(Entries from a point annotation set)
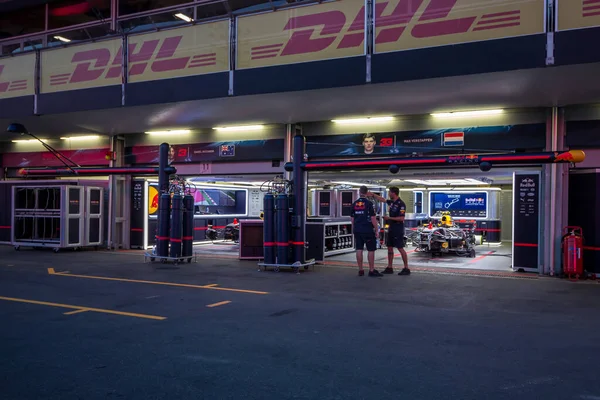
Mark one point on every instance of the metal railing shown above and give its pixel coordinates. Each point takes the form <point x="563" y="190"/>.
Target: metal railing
<point x="115" y="20"/>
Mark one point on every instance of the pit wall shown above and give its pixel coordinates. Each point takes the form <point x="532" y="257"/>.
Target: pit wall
<point x="321" y="45"/>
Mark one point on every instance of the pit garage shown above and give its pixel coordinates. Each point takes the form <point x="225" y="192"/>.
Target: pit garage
<point x="455" y="219"/>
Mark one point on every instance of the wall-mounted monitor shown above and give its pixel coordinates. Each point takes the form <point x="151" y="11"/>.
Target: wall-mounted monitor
<point x="470" y="205"/>
<point x="210" y="201"/>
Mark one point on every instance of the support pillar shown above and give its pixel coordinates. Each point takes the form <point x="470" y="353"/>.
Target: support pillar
<point x="119" y="187"/>
<point x="556" y="190"/>
<point x="287" y="151"/>
<point x="300" y="197"/>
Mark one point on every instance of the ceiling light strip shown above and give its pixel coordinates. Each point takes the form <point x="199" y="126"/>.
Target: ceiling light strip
<point x="173" y="132"/>
<point x="367" y="120"/>
<point x="239" y="128"/>
<point x="476" y="113"/>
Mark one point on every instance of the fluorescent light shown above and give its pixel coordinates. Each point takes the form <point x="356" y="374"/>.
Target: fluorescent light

--- Given instruction ---
Repeat the records above exactly, omitting every picture.

--- Solution ---
Mark one point on every instance of the metal railing shown above and give its pixel coordinates. Each point takes the form <point x="563" y="190"/>.
Target: metal railing
<point x="115" y="20"/>
Mark one point on every instance of the pit wall shown above and give its pixel coordinates. Each point takes the form <point x="532" y="257"/>.
Target: pit wall
<point x="321" y="45"/>
Mark one point on every instance of the pit garage shown above and give its pixel coordinates. Each point takes the form <point x="225" y="192"/>.
Target: pit garage
<point x="455" y="219"/>
Mark one point on every instance of the wall-mounted monitor shown above and give its pixel coordinates. Each point takes the form <point x="151" y="11"/>.
Target: wall-mounted monitor
<point x="470" y="205"/>
<point x="210" y="201"/>
Mark one point on every instance of the support pillar shown above and give its pixel coordinates. Each point takes the form <point x="470" y="353"/>.
Target: support pillar
<point x="119" y="187"/>
<point x="556" y="190"/>
<point x="287" y="151"/>
<point x="300" y="197"/>
Mark one point on every instance of the ceiling light strip shown above and give its pixel coordinates. Each point takes the form <point x="199" y="126"/>.
Target: ceiling light strip
<point x="173" y="132"/>
<point x="367" y="120"/>
<point x="239" y="128"/>
<point x="476" y="113"/>
Mark one point on every instance of the fluorescent light shown above and give its pixel coordinates. Each point takes the form <point x="356" y="374"/>.
Target: fluorescent light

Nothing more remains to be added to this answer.